* _Document passage_:
# Vampire EDL



## Guest (Oct 18, 2009)

I have a chance to get 4 Super Swamper Vampires EDl in 28" for the wife's Ranger. Any opinions on these tires? The look to be a good mud and deep snow tire but you dont hear much about them anymore.


----------



## drtj (May 3, 2009)

They are a decent tire but they are very heavy


----------



## hondarecoveryman (Feb 28, 2009)

very good tire for mud ...not the best for trails


----------



## TX4PLAY (Jan 18, 2009)

They are heavy for a 28x10 but are an excellent tire when you have mud with a hard bottom cause they bite hard but do tend to dig. 

I have a friend that runs them on a Ranger and loves em'.

Oh and they also run kinda short I think they actually measure just over 27".


----------



## Hangingfor8 (Oct 3, 2009)

They pull hard and are tough as nails


----------



## Guest (Oct 18, 2009)

Thanks for all the info. She would run them mostly in mud bogs and deep snow. On the trails she runs the DOT swampers.


----------



## Bootlegger (Dec 18, 2008)

Great for racing...


----------



## 08GreenBrute (Jul 13, 2009)

if there is a bottom there good because they dig, but they ride rough on the dry stuff


----------



## Guest (Oct 23, 2009)

Thanks for the info guys. I appreciate it. May be going with them but currently leaning hard towards a set of Silverbacks.


----------



## jbadon (Sep 21, 2009)

silverbacks all the way man i love them backs


----------



## TEAMWAY2DEEP (Sep 11, 2009)

how do they wear?


----------



## Bootlegger (Dec 18, 2008)

if your just mud riding they wear fine....but do not get them on the pavement. don't forget about the PM is sent ya...lol


----------

* _Exercise task_:
Rewrite the stretch of the tire thread from "if there is" through "set of Silverbacks.", putting "pavement" in place of "dry stuff".

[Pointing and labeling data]

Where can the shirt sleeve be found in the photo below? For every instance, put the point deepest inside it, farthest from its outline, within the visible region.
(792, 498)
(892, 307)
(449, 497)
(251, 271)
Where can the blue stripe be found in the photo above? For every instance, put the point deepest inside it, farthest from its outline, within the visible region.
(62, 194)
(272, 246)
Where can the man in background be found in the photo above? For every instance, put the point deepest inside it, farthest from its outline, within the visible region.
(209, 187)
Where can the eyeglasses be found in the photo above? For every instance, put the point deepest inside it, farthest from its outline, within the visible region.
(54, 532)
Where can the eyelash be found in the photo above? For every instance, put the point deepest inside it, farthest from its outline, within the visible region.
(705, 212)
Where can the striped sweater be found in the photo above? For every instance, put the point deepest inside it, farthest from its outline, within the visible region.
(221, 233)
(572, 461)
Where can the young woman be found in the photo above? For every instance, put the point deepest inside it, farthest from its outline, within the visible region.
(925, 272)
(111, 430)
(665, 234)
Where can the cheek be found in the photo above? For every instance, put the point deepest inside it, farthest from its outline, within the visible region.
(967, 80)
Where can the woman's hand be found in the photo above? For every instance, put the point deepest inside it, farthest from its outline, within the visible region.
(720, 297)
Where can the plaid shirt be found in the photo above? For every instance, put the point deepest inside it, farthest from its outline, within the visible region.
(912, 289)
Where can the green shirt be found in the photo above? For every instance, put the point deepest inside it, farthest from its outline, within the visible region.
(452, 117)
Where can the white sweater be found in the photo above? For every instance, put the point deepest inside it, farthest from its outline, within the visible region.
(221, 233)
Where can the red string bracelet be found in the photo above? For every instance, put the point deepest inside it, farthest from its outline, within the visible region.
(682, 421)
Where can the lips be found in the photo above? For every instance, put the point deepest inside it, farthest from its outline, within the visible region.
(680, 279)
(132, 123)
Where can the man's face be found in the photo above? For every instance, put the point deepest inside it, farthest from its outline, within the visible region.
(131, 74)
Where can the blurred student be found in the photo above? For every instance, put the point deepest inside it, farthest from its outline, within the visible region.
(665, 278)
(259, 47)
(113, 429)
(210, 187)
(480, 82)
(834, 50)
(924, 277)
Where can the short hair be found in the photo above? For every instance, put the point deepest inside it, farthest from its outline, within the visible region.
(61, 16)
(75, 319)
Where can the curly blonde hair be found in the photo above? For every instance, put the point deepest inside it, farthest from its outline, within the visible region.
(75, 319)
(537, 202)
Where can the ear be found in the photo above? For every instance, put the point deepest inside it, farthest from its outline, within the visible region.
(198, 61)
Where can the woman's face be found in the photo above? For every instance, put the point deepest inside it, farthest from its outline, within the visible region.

* _Answer to this task_:
if there is a bottom there good because they dig, but they ride rough on the pavement


----------



## Guest (Oct 23, 2009)

Thanks for the info guys. I appreciate it. May be going with them but currently leaning hard towards a set of Silverbacks.